TASK PROMPT
Skip all pictures, then copy the lines from the start of the data through the line with "pixel 170 361", keeping both ends.

[Records contained in a dataset]
_ _ _ _

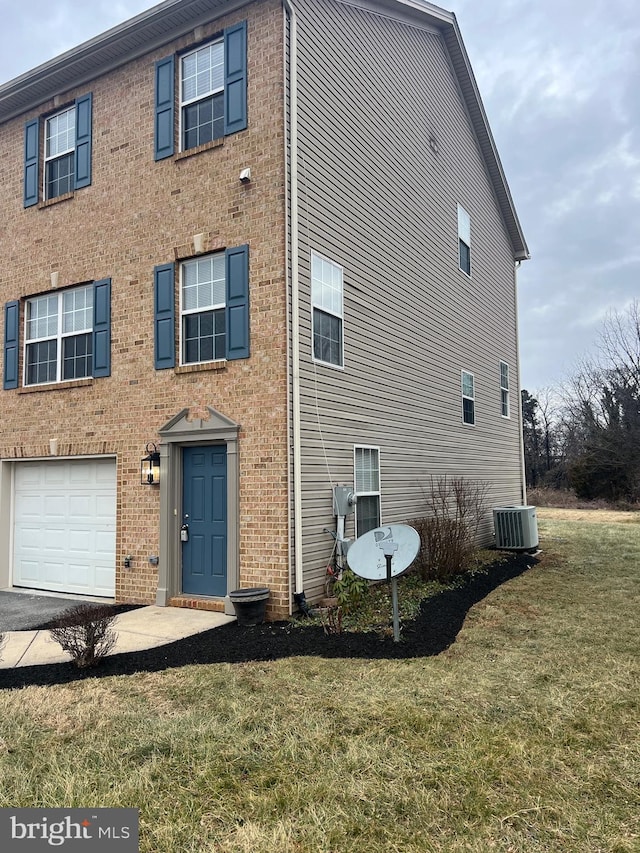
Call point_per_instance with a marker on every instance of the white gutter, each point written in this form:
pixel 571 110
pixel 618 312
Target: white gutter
pixel 295 294
pixel 523 476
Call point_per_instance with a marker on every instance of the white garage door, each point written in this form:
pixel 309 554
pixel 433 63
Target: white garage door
pixel 65 526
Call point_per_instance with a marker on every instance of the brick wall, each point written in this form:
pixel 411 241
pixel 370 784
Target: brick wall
pixel 138 213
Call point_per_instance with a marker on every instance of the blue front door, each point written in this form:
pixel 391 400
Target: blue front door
pixel 204 508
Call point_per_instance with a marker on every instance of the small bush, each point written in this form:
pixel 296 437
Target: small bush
pixel 455 508
pixel 85 632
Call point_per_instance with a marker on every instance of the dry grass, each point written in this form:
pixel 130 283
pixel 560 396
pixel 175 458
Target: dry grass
pixel 522 738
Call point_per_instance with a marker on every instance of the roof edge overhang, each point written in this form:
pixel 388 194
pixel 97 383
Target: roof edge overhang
pixel 421 12
pixel 173 18
pixel 127 41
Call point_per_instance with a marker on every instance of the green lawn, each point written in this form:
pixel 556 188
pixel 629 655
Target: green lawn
pixel 522 737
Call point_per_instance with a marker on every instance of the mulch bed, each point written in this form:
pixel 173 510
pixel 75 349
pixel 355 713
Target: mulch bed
pixel 434 630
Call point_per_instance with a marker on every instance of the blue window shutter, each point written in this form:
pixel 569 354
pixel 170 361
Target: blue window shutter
pixel 164 109
pixel 11 340
pixel 164 316
pixel 237 273
pixel 235 82
pixel 102 327
pixel 84 110
pixel 31 164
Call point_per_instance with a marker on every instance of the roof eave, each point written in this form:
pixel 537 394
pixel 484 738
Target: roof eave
pixel 173 18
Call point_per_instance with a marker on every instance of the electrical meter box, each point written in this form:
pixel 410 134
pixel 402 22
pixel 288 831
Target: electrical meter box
pixel 343 500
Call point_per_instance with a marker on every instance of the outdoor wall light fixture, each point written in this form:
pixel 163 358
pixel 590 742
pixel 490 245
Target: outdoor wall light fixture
pixel 150 466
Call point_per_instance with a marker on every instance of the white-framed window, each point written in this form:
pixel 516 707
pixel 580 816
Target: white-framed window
pixel 58 336
pixel 202 95
pixel 464 240
pixel 59 153
pixel 366 463
pixel 202 305
pixel 504 390
pixel 468 399
pixel 327 289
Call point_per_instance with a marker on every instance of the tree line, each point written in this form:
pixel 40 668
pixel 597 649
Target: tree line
pixel 585 434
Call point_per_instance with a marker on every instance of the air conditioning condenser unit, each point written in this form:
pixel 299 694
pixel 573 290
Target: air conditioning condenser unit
pixel 516 527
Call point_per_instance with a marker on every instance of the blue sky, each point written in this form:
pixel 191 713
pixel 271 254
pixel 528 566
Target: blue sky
pixel 559 83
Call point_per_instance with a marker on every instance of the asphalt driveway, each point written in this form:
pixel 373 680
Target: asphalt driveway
pixel 26 611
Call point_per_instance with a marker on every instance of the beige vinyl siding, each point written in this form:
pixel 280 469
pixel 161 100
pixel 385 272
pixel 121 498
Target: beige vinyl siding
pixel 376 200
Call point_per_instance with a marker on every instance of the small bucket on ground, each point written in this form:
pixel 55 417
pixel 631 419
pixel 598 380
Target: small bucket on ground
pixel 250 604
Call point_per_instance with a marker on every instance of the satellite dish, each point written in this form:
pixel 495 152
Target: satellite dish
pixel 367 555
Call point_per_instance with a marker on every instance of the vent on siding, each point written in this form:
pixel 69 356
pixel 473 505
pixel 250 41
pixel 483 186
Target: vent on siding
pixel 516 527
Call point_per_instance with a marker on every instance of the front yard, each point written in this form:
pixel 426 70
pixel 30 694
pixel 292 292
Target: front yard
pixel 521 737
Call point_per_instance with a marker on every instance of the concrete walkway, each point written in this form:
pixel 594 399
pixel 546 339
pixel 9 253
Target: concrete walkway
pixel 139 629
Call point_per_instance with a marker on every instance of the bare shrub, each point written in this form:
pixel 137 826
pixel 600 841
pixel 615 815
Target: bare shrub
pixel 455 508
pixel 85 632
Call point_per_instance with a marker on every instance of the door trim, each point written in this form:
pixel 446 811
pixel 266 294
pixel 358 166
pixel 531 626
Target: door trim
pixel 177 433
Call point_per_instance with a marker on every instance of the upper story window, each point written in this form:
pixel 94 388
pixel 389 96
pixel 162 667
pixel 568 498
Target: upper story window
pixel 66 140
pixel 67 335
pixel 504 389
pixel 464 240
pixel 212 93
pixel 367 483
pixel 214 309
pixel 468 398
pixel 202 95
pixel 59 153
pixel 203 292
pixel 327 302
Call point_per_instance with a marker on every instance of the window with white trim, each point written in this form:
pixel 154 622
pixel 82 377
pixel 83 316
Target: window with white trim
pixel 58 336
pixel 468 398
pixel 203 291
pixel 202 95
pixel 59 153
pixel 504 390
pixel 464 240
pixel 367 487
pixel 327 299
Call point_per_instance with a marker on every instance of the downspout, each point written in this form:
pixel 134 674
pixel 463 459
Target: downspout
pixel 523 479
pixel 295 286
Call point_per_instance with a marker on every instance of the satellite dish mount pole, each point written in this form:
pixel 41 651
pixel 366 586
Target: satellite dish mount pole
pixel 389 547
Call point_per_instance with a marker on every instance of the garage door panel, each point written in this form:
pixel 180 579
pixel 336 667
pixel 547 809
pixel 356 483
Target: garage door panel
pixel 80 542
pixel 30 570
pixel 104 543
pixel 32 508
pixel 54 506
pixel 104 509
pixel 54 572
pixel 52 474
pixel 64 528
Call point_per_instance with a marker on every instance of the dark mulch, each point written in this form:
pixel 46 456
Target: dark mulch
pixel 435 629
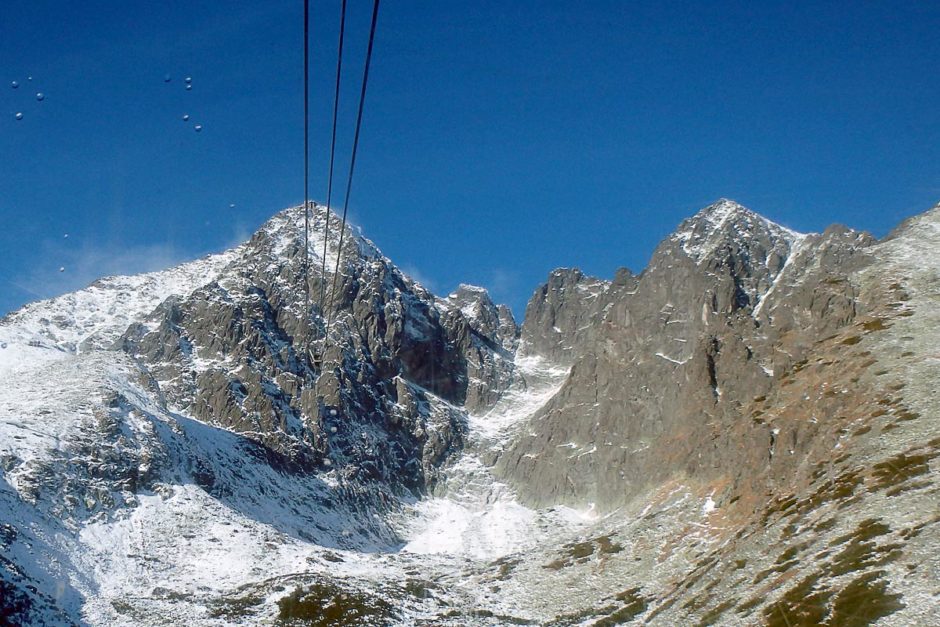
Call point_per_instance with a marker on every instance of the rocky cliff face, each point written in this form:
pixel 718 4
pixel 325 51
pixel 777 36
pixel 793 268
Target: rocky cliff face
pixel 374 399
pixel 744 433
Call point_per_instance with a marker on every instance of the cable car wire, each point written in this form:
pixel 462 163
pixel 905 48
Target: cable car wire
pixel 352 162
pixel 329 187
pixel 306 158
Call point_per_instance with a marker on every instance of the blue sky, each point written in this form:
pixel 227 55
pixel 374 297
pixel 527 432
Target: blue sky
pixel 501 139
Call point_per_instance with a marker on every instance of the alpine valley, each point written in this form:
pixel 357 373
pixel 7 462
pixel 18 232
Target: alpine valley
pixel 745 433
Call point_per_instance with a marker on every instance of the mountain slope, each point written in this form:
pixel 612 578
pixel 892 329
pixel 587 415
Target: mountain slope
pixel 744 433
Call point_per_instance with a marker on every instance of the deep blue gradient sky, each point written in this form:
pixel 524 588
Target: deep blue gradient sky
pixel 501 139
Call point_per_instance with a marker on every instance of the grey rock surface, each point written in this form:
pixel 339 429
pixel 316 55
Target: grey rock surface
pixel 663 362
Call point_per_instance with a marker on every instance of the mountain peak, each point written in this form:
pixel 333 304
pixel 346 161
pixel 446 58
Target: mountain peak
pixel 703 233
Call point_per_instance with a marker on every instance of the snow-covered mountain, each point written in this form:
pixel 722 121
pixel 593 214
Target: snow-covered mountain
pixel 746 432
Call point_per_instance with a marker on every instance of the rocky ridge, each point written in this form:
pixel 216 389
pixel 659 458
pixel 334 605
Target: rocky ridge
pixel 743 433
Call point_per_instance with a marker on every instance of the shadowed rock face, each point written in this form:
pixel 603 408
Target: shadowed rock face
pixel 383 404
pixel 663 362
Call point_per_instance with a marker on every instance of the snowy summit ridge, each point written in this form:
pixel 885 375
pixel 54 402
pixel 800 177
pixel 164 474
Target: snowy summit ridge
pixel 186 446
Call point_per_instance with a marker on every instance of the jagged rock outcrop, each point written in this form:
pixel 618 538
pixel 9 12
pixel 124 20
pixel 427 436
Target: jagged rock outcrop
pixel 663 362
pixel 754 415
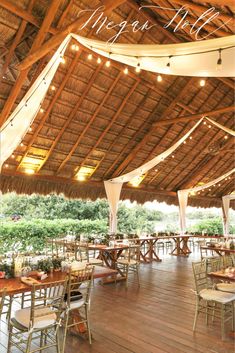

_ _ _ _

OUTPUT BELOW
Call point_per_instance with a marker on every instance of the white gutter, each point written in this form:
pixel 571 110
pixel 618 312
Target: white gutter
pixel 295 294
pixel 523 476
Call point_per_instance with a marker on every instance of the white garage door, each point written in this form:
pixel 309 554
pixel 433 63
Target: white garage door
pixel 65 526
Call point_per_instance with a marker on every instance of the brick wall, each point written in this form:
pixel 411 241
pixel 370 784
Target: brick wall
pixel 138 213
Call point_per_instance with a marker on every instance of the blue front door, each point written in this form:
pixel 391 400
Target: blue front door
pixel 204 508
Call point_per_instance with a marker on every instance of the small bush, each point written in this form:
pixel 296 437
Target: small bush
pixel 455 508
pixel 85 632
Call point_per_instance with a marker on every instance of the dry grass, each point written in this form:
pixel 130 283
pixel 560 396
pixel 175 458
Target: dry grass
pixel 522 738
Call point_per_instance with a marker on every instance of the roof edge overhang, each point written in this form:
pixel 388 194
pixel 97 383
Target: roof edge overhang
pixel 421 12
pixel 173 18
pixel 127 41
Call point_per_instance with a marker on every instance of the green lawn, each point written in this form:
pixel 556 188
pixel 629 655
Target: green lawn
pixel 522 737
Call point_per_instance with a marker on every instance of the mulch bed, each point written in this form:
pixel 173 510
pixel 75 349
pixel 355 713
Target: mulch bed
pixel 434 630
Call point_per_instance with a marker on every instance of the blue window shutter, each point written in this form:
pixel 569 354
pixel 170 361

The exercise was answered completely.